== Your task ==
Will you restate verbatim the lines running from the line with "the parked car." to the end of the data, leaving out everything else?

== Data supplied ==

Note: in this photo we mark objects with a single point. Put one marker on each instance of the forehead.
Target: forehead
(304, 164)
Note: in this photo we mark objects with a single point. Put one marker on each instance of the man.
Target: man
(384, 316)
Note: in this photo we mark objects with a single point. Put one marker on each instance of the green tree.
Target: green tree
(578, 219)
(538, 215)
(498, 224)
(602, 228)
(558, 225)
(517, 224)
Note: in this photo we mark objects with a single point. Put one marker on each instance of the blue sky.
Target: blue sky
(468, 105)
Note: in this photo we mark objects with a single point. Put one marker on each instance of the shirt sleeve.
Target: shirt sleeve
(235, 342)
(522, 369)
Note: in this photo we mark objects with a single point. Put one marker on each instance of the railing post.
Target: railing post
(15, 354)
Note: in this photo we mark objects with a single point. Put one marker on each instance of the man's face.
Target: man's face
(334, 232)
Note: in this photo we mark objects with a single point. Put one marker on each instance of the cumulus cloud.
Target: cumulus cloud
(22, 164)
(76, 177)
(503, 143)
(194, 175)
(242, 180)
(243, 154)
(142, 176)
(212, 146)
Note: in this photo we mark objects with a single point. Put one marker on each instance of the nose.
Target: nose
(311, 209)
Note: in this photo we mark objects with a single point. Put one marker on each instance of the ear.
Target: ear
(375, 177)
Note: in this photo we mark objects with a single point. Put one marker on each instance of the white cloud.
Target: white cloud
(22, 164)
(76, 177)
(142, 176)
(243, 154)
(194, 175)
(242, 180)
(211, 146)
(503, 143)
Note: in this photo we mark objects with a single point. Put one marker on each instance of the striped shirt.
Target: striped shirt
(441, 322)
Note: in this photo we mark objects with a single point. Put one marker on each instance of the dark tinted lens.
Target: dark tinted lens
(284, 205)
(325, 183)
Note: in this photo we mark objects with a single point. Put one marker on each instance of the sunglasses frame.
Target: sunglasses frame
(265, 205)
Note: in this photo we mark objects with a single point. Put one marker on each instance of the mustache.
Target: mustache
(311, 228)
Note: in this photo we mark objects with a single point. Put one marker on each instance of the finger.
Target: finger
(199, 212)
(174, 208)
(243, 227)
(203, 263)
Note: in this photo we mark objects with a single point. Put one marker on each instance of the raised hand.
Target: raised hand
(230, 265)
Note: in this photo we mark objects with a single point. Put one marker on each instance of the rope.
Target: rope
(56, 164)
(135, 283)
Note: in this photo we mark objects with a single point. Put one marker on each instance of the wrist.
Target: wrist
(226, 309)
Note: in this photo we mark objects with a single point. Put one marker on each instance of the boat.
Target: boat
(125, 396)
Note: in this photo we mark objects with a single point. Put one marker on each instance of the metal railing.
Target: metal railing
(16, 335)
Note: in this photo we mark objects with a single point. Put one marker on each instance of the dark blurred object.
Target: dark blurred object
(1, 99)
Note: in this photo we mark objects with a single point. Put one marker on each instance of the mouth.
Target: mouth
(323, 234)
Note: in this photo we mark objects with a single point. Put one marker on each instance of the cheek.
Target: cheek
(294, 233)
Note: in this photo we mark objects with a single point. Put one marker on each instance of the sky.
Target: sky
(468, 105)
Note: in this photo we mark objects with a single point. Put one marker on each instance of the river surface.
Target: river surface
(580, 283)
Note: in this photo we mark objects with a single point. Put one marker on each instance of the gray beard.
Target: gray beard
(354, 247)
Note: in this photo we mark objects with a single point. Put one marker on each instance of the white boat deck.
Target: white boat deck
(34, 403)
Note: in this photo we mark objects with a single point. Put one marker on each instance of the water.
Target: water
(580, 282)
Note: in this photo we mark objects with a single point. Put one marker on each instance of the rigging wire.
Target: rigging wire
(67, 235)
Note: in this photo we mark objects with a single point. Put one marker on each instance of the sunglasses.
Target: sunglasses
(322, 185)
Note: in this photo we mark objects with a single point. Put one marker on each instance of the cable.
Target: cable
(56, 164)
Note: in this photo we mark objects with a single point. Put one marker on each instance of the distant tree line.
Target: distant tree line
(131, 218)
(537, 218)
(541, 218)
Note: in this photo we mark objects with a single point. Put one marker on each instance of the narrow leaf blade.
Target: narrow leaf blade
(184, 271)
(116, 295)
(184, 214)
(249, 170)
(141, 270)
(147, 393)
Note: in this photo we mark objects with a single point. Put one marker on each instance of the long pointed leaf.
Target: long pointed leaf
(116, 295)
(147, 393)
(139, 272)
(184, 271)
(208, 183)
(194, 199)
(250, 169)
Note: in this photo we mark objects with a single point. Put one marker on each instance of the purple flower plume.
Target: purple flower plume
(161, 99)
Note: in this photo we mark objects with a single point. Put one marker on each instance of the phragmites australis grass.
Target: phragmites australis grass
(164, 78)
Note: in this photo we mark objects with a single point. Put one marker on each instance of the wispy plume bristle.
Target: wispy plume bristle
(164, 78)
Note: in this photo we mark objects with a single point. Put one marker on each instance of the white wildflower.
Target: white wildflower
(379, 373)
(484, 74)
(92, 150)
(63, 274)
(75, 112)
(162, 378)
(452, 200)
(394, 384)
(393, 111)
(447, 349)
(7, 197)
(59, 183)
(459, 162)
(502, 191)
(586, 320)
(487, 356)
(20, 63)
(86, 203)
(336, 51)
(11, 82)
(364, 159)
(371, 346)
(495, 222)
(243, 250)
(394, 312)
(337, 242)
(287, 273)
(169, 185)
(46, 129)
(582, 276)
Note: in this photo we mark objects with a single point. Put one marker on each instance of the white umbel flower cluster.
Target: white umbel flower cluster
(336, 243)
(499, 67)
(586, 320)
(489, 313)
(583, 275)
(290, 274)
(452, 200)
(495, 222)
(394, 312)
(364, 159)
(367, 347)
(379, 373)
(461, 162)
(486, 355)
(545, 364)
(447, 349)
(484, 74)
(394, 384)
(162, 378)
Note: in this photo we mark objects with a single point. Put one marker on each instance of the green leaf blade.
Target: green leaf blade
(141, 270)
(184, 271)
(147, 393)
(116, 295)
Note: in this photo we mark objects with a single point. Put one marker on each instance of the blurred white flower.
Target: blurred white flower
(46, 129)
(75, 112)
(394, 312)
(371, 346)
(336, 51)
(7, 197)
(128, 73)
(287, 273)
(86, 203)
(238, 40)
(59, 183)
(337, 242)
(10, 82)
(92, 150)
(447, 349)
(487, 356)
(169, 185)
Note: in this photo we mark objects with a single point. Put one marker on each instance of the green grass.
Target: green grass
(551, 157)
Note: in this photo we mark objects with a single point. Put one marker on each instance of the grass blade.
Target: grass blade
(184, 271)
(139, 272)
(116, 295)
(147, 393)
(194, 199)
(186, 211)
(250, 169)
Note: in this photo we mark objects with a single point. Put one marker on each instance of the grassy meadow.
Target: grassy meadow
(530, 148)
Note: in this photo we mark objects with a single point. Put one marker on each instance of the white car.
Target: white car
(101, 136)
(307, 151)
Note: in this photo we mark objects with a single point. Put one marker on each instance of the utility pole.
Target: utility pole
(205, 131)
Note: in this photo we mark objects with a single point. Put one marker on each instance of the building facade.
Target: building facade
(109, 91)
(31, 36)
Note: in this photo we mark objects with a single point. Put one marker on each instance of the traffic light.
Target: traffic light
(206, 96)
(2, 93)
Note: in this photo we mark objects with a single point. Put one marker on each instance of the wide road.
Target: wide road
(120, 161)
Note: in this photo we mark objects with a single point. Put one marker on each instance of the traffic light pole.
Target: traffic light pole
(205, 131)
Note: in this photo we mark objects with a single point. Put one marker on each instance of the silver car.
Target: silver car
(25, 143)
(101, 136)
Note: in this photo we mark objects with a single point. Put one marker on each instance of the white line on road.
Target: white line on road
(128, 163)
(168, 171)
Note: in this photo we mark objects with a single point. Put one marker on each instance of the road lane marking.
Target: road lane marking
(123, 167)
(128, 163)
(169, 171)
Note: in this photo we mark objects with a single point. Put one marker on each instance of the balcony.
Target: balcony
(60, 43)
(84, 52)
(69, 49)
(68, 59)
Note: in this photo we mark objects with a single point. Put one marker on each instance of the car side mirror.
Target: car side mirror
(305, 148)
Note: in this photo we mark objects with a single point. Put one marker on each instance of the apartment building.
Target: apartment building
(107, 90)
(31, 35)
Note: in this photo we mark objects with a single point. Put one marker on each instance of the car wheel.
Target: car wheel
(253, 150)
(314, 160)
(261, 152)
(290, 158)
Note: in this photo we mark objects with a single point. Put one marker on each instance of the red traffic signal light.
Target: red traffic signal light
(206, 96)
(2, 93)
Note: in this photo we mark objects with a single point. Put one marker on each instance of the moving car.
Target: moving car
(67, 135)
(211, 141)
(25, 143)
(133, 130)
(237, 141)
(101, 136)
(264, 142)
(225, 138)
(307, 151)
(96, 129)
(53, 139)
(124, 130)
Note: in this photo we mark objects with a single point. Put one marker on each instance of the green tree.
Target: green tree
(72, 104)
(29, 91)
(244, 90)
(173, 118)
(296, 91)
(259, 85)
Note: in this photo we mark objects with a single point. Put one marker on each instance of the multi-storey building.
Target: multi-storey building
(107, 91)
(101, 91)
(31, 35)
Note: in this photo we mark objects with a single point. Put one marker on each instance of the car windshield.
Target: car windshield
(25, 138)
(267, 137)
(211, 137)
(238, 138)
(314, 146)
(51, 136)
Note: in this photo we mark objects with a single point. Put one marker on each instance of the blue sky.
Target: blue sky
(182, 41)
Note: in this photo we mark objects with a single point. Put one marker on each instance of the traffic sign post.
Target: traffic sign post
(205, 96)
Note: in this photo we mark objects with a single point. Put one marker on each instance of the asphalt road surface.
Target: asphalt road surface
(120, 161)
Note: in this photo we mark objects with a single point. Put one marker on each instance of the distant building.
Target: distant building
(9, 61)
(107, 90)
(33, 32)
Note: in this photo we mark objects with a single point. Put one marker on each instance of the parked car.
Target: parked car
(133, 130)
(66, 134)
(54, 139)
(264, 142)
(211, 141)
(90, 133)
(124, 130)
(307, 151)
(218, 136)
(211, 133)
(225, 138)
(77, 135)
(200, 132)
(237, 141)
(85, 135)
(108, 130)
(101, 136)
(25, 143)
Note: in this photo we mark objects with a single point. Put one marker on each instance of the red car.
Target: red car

== Response to this task ==
Note: in this photo we mark objects with a single point. Put one marker on each instance of the parked car.
Target: parked car
(133, 130)
(66, 134)
(54, 139)
(264, 142)
(211, 141)
(90, 133)
(124, 130)
(307, 151)
(218, 136)
(211, 133)
(225, 138)
(77, 135)
(200, 132)
(237, 141)
(85, 135)
(108, 130)
(101, 136)
(25, 143)
Note: in this photo we mark objects with a single point. Put one marker on each instance of the red car.
Target: red car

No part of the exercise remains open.